***** MATERIAL SUPPLIED *****

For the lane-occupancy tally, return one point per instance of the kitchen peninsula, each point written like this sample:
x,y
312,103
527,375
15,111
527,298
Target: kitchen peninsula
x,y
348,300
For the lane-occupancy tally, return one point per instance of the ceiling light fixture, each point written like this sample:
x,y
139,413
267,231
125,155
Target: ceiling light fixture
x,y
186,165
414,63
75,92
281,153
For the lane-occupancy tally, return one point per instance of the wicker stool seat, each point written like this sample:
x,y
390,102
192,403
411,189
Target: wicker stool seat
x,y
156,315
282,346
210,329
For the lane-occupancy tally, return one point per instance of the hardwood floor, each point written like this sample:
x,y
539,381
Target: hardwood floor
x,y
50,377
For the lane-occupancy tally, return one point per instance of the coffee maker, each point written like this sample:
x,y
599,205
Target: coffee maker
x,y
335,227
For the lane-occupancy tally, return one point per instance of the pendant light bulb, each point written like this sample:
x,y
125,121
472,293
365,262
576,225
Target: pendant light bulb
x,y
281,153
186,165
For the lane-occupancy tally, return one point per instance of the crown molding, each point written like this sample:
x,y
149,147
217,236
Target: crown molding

*****

GOAL:
Beginning at the line that contains "of the wicker", retype each line of the listing up to and including the last one, exactly as it stands, and nothing else.

PROBLEM SOLUTION:
For the lane-occupancy tally, return one point per instance of the wicker stool seat, each point written like this sample:
x,y
390,102
192,403
411,189
Target: wicker stool seat
x,y
156,315
282,346
210,329
For the lane-occupancy tally, return one point per instance of the hardwood floor, each point written like this sample:
x,y
539,381
Target: hardwood floor
x,y
50,377
For the lane-occupancy tally, return one point per instance of the coffee maker, each point written like this sample:
x,y
599,205
Target: coffee maker
x,y
335,227
For the lane-occupancy tally, return one point per instance of the pendant light bulb, each point written like this sample:
x,y
125,121
472,293
365,262
576,225
Target: pendant light bulb
x,y
281,153
186,165
For the lane-occupancy tally, return one point per instance of the crown molding, each point written like this sample:
x,y
149,147
217,236
Target: crown molding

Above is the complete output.